_Text provided_.
I am trying to perform a cartesian join of two data tables. Because my tables are large (10s of Gbs), I need to do this in a memory-efficient and way. So I thought I would update one of the tables by reference in a data.table
-centric way.
Here's what I am trying to achieve:
# fake data
A = data.table(id = c(1, 1, 1, 2, 2, 3),
X = 0:5,
Y = letters[1:6],
key = 'id')
B = data.table(id = rep(1:3, each = 3) ,
time = rep(1:3, 3),
Z = 8:0,
key = c('id', 'time'))
# the desired join: cartesian join with columns from both tables
B[A, on = 'id', allow.cartesian = T]
However, no tables get updated in this solution. And I want to avoid creating a 3rd table, for memory reasons.
How can I achieve this by updating one of the tables (A
or B
) by reference?
Partially inspired by the answers to this question, here's what I have tried without success:
# table B gets the new columns, but not the new rows :(
B[A, allow.cartesian = T, `:=` (X = i.X, Y = i.Y)]
As a bonus, it would be nice if I didn't have to spell out each and every column in the A
table (as in := (X = i.X, Y = i.Y)
), because I want to use all the columns in A.
Thoughts?

_The request_. Please reproduce the data.table join question word for word, from "How can I achieve" up to and including "columns in A.".

_Data listing_.
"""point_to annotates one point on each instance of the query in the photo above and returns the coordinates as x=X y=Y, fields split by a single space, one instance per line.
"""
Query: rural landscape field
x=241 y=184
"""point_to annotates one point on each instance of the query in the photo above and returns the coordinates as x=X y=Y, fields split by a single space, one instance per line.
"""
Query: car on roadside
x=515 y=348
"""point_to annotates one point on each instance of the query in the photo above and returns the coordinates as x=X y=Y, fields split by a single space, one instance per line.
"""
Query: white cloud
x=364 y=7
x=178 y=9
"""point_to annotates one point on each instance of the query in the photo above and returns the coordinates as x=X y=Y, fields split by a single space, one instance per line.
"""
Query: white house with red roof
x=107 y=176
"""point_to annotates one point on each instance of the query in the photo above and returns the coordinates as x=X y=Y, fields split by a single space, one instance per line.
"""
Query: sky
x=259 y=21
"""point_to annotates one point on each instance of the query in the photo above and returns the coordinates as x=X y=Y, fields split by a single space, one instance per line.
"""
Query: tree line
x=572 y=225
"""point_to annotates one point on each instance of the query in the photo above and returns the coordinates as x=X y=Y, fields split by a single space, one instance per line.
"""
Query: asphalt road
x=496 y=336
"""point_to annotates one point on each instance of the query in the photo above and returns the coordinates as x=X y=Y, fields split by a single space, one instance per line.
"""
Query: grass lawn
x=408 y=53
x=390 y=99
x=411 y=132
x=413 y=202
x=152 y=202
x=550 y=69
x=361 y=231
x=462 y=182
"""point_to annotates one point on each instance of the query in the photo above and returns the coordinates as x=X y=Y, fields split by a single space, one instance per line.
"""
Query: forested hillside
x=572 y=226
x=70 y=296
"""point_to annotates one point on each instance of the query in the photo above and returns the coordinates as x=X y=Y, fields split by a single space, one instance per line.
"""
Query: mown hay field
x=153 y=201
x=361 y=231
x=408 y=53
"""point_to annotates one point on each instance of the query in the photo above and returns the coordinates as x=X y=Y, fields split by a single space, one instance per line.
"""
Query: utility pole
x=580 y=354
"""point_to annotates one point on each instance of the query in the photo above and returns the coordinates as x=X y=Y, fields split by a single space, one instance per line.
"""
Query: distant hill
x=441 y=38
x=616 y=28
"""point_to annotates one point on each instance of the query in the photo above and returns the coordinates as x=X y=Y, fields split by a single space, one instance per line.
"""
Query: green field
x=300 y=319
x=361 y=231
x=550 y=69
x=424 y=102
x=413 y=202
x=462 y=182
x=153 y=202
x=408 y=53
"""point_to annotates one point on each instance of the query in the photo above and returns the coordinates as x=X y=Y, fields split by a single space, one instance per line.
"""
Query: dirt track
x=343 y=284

_Solution for this problem_.
How can I achieve this by updating one of the tables (A
or B
) by reference?
Partially inspired by the answers to this question, here's what I have tried without success:
# table B gets the new columns, but not the new rows :(
B[A, allow.cartesian = T, `:=` (X = i.X, Y = i.Y)]
As a bonus, it would be nice if I didn't have to spell out each and every column in the A
table (as in := (X = i.X, Y = i.Y)
), because I want to use all the columns in A.